[Location identification entries]
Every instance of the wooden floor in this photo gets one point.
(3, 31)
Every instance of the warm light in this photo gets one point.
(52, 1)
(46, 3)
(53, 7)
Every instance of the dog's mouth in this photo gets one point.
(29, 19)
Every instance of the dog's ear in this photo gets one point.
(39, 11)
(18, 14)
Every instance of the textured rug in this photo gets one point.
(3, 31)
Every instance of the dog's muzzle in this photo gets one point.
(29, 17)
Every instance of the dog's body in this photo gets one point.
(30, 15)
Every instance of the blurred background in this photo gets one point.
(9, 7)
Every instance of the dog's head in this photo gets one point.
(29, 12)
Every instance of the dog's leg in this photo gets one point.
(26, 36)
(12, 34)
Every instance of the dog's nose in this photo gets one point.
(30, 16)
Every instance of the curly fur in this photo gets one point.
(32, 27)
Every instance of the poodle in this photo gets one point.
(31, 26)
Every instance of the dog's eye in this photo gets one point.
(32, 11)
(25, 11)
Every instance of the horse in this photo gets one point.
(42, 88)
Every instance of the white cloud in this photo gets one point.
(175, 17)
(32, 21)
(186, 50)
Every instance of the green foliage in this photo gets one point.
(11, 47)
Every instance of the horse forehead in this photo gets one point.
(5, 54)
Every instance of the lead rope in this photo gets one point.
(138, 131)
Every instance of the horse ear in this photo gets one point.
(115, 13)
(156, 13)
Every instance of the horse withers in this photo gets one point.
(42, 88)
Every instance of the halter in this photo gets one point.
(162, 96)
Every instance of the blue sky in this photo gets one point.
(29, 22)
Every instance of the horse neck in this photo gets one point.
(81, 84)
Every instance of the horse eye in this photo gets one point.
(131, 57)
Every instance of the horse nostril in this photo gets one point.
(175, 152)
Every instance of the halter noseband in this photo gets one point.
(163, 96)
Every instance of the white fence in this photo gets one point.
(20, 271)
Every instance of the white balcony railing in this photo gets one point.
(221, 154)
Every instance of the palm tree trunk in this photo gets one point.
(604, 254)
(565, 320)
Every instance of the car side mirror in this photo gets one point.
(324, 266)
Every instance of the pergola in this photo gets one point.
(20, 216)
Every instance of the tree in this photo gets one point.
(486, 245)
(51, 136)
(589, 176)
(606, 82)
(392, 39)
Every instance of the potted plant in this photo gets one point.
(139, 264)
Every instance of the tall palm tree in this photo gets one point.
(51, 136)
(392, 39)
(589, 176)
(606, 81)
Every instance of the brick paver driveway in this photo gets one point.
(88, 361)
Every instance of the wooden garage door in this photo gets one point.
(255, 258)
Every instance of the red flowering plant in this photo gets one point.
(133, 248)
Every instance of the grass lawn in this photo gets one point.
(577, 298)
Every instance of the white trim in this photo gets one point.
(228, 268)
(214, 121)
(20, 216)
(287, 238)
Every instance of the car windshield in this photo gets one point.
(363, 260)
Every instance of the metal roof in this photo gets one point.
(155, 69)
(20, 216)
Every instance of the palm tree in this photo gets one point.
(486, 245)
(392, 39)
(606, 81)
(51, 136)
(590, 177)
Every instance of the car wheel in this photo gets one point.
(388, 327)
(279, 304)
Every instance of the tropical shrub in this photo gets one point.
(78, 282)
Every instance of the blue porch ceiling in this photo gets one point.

Written instruction: Every line of the data above should be reproduced word for word.

Output:
Every instance of the wooden floor in this photo gets one point.
(3, 31)
Every instance of the warm light in this photo gets one point.
(52, 1)
(46, 3)
(53, 7)
Every instance of the dog's mouth in this photo gets one point.
(29, 19)
Every instance of the dog's ear in this photo gets one point.
(39, 11)
(18, 14)
Every instance of the textured rug in this photo gets one point.
(3, 31)
Every instance of the dog's muzzle in this photo gets one point.
(29, 17)
Every instance of the dog's body in this photo gets one point.
(30, 15)
Every instance of the blurred background in this photo gets one point.
(9, 7)
Every instance of the dog's head in this photo gets one point.
(29, 12)
Every instance of the dog's leg in this photo gets one point.
(26, 36)
(12, 34)
Every instance of the dog's nose in this photo gets one point.
(30, 16)
Every instance of the curly fur in this photo gets one point.
(32, 27)
Every instance of the poodle in this photo gets one point.
(31, 26)
Every instance of the dog's eye in this photo gets one point.
(32, 11)
(25, 11)
Every instance of the horse in this photo gets one point.
(42, 88)
Every instance of the white cloud in this photo gets one point.
(175, 17)
(32, 21)
(186, 50)
Every instance of the green foliage in this photo gets one point.
(11, 47)
Every instance of the horse forehead in this photo gets one point.
(5, 54)
Every instance of the lead rope in this photo gets one point.
(138, 131)
Every instance of the horse ear in this photo gets one point.
(115, 13)
(156, 13)
Every instance of the horse withers in this photo gets one point.
(42, 88)
Every instance of the halter in this photo gets one point.
(162, 96)
Every instance of the blue sky in this photo gets one point.
(29, 22)
Every instance of the horse neck in this photo gets one point.
(81, 84)
Every instance of the horse eye in this photo gets one point.
(131, 57)
Every instance of the horse nostril in this photo gets one point.
(175, 152)
Every instance of the halter noseband in this photo gets one point.
(163, 96)
Every instance of the white fence in this photo gets one point.
(20, 271)
Every instance of the white balcony railing in this photo gets one point.
(221, 154)
Every instance of the palm tree trunk in this photo gets one point.
(604, 254)
(565, 320)
Every instance of the car side mirror in this photo gets one point.
(324, 266)
Every instance of the pergola in this photo gets one point.
(20, 216)
Every instance of the tree in this photo gets one point.
(486, 245)
(51, 136)
(589, 176)
(606, 82)
(392, 39)
Every instance of the potted plant in this photo gets one point.
(139, 264)
Every instance of the tall palm tree in this photo gets one point.
(51, 136)
(392, 39)
(589, 176)
(606, 81)
Every instance of the brick paver driveway in this photo gets one point.
(88, 361)
Every instance of the wooden garage door in this photo gets one point.
(255, 258)
Every instance of the red flowering plant in this photo gets one point.
(133, 248)
Every instance of the grass lawn in this photo gets one point.
(577, 298)
Every instance of the white trim in this photo gets one point.
(228, 268)
(214, 121)
(20, 216)
(287, 238)
Every instance of the car windshield in this photo gets one point.
(363, 260)
Every instance of the metal roof in this photo gets one point.
(155, 69)
(20, 216)
Every instance of the palm tree in this photo gets one point.
(486, 245)
(392, 39)
(606, 81)
(51, 136)
(590, 177)
Every instance of the car wheel in this photo gets one point.
(388, 327)
(279, 304)
Every instance of the tropical shrub in this photo gets one point.
(78, 282)
Every instance of the blue porch ceiling in this photo gets one point.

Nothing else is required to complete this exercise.